Consegna — Individua nei dati ogni riga che contiene la parola "parking" e ricopiala.

Dati —
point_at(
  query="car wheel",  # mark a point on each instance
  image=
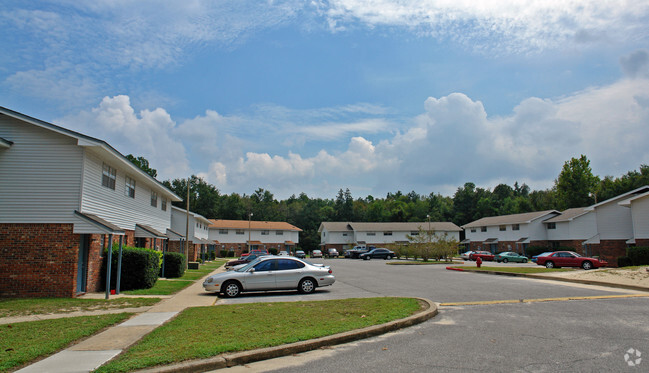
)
(306, 286)
(231, 289)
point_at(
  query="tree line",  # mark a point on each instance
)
(575, 186)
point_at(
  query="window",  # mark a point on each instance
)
(108, 177)
(130, 187)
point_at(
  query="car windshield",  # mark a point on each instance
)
(249, 265)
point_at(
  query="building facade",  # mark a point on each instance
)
(65, 196)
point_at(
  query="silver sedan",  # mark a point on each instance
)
(271, 273)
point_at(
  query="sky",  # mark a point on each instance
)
(315, 96)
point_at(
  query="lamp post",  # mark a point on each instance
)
(249, 217)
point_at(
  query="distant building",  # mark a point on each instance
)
(345, 235)
(243, 235)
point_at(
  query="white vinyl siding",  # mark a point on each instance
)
(113, 205)
(40, 175)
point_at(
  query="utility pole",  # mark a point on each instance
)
(187, 228)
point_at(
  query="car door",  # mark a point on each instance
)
(263, 277)
(289, 273)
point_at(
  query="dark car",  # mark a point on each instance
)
(484, 255)
(243, 260)
(560, 259)
(379, 253)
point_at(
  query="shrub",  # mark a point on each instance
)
(175, 264)
(624, 261)
(639, 255)
(140, 267)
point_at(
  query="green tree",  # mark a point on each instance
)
(576, 184)
(143, 164)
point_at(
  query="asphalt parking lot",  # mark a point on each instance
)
(544, 336)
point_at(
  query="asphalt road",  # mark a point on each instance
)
(582, 336)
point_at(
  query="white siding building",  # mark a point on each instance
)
(344, 235)
(68, 190)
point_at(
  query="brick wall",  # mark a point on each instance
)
(38, 260)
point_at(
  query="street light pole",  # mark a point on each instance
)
(249, 217)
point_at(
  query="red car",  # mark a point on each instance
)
(560, 259)
(485, 255)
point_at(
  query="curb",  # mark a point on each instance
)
(244, 357)
(563, 279)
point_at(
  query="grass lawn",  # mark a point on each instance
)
(23, 342)
(421, 262)
(517, 269)
(37, 306)
(202, 332)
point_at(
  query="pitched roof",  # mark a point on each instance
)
(85, 140)
(568, 215)
(334, 226)
(524, 218)
(257, 225)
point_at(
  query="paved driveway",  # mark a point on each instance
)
(585, 335)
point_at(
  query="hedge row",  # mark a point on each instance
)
(140, 268)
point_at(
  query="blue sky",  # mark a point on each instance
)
(314, 96)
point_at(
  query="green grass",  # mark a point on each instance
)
(21, 343)
(202, 332)
(421, 262)
(517, 269)
(36, 306)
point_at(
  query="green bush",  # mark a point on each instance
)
(175, 264)
(140, 267)
(624, 261)
(639, 255)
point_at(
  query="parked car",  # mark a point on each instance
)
(332, 253)
(510, 256)
(379, 253)
(484, 255)
(560, 259)
(542, 254)
(270, 273)
(465, 255)
(243, 260)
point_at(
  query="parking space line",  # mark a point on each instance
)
(509, 301)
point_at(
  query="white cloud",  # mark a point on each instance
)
(499, 25)
(148, 133)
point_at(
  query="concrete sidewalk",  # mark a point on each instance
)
(93, 352)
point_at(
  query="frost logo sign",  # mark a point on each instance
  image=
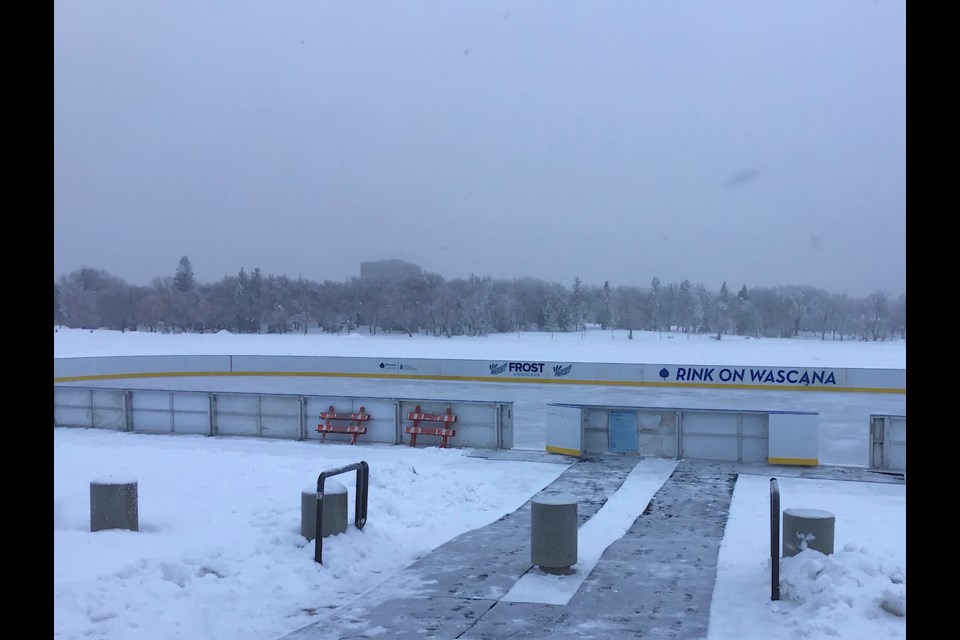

Risposta —
  query="asphalt parking lot",  # mark a point on each instance
  query="parking space line",  # mark a point on each instance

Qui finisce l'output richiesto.